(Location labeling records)
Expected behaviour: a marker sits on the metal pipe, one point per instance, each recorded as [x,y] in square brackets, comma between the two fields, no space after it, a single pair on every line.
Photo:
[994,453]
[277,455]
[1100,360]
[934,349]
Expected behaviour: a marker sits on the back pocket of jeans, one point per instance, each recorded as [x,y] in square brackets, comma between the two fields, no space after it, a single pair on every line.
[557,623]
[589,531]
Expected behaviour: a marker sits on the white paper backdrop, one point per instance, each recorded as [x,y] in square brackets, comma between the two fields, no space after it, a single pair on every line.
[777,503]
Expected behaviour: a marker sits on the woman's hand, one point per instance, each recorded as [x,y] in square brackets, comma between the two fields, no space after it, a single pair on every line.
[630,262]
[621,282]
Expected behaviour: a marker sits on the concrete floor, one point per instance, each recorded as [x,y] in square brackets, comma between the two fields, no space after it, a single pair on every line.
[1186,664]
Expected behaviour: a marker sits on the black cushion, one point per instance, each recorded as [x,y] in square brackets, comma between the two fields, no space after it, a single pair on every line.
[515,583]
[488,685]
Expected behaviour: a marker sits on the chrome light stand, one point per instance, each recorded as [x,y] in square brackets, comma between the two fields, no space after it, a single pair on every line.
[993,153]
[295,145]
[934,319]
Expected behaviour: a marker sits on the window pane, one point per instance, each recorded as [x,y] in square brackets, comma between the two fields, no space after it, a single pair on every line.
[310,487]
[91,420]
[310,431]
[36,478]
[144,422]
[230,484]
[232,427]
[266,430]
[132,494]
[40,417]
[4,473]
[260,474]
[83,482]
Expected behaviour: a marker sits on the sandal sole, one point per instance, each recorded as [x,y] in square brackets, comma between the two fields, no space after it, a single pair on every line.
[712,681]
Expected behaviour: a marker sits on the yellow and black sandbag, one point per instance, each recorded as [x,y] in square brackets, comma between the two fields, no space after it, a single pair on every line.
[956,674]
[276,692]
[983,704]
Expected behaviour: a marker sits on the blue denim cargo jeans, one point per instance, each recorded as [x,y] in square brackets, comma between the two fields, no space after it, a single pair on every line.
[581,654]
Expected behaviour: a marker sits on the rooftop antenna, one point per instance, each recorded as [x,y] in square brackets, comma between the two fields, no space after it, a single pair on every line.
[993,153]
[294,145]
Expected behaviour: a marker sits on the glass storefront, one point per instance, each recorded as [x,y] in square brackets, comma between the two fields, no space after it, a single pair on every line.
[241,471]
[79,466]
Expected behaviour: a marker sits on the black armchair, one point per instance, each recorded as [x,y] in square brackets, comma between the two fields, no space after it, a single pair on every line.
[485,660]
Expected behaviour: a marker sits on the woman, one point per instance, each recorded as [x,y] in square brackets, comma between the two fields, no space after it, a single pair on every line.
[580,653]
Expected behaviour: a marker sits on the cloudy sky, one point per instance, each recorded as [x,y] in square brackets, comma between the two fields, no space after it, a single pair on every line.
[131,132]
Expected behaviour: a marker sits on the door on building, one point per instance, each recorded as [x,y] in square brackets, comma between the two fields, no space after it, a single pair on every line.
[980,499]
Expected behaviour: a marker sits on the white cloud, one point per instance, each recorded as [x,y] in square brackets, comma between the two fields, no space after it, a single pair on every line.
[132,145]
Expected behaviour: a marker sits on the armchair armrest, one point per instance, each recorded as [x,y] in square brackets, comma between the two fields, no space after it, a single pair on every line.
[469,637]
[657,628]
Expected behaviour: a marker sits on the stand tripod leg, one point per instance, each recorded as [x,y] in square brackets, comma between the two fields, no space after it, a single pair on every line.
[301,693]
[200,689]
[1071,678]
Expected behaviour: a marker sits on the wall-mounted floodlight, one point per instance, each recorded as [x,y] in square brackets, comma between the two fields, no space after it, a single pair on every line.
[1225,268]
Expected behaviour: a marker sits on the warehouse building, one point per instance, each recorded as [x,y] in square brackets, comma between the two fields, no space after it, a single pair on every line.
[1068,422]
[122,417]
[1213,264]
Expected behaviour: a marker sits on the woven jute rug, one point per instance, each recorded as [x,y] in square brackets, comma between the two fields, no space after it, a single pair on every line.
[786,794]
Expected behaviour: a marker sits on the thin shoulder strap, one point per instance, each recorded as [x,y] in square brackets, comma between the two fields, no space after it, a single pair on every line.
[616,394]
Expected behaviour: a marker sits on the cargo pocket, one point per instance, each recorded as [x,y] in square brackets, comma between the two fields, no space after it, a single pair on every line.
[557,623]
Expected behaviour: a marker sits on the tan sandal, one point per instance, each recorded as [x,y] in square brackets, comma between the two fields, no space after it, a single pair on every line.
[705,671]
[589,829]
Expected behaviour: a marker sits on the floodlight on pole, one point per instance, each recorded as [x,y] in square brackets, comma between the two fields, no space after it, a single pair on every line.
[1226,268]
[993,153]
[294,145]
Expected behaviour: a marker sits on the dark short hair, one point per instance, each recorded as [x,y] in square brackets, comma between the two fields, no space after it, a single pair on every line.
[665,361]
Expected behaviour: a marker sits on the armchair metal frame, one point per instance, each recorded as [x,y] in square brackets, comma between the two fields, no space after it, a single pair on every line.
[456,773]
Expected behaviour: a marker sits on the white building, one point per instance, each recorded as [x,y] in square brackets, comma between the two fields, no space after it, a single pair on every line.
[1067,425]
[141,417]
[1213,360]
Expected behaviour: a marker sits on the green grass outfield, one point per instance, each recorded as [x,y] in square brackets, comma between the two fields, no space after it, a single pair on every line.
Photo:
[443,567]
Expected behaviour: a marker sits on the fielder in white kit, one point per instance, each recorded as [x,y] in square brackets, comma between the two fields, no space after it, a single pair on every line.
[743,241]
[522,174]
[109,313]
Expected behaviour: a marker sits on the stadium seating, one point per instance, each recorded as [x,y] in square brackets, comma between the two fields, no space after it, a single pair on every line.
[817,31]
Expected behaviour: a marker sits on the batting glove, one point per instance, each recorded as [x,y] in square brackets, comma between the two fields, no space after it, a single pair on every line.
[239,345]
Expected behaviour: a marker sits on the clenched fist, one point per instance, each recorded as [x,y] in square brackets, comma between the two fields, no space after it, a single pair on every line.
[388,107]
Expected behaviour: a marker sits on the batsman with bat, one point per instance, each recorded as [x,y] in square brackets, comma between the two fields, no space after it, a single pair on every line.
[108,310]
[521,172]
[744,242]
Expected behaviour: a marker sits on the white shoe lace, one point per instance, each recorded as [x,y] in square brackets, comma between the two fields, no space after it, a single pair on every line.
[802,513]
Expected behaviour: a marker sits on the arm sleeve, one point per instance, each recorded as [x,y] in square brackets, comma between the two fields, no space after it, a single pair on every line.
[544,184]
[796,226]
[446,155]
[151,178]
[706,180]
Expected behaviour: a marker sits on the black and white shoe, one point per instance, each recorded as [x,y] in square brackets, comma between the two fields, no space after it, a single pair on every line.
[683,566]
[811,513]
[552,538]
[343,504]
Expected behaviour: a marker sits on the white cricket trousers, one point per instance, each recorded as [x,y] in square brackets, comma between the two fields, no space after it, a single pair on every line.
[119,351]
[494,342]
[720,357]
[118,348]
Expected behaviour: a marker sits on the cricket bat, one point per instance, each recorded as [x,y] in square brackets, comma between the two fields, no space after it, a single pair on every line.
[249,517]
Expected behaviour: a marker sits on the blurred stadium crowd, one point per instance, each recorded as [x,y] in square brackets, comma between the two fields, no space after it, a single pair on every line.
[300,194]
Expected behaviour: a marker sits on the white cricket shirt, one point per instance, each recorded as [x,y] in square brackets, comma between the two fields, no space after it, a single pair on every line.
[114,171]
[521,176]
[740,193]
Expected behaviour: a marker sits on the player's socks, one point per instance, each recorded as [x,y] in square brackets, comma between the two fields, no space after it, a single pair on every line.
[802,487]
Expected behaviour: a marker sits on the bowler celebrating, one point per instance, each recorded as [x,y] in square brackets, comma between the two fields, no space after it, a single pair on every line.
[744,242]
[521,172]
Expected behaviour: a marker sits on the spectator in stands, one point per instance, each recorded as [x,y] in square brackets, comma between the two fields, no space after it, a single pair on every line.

- _Direction_: Rewrite only the lines from the one with "Expected behaviour: a marker sits on the blurred" up to and including the last line, requests included. Rescale every coordinate in the answers by multiplying it by 2.35 and rounding to the nearest whole number, with halves rounded up.

- _Worked solution_:
Expected behaviour: a marker sits on the blurred stadium crowd, one point per instance, each recorded as [x,y] in square brackets, comma between the two fields, no space after it, a single pair on every line.
[705,456]
Expected behaviour: a marker sits on the white cricket shirt, one point per instance, each recorded as [x,y] in square brackets, comma between the two fields, no space after it, a single pair on every line.
[268,402]
[1224,414]
[1739,454]
Expected behaviour: a marker sits on the player's socks, one point per instance, each recorded as [x,y] in square brackets, comma between the two fields, no space after it, a single pair on every line.
[1885,1144]
Expected behaviour: a marker sits on the bowler celebrating, one point per instance, each recorded as [x,y] in square brackets, comma between the two fields, no space after it, a single pair on every line.
[1748,569]
[1224,404]
Expected behaviour: a marker sits on the spectator in stands, one point per instance, each recorded as [x,y] in square brackets, comma between the two fields, no space after it, a single pair on every line.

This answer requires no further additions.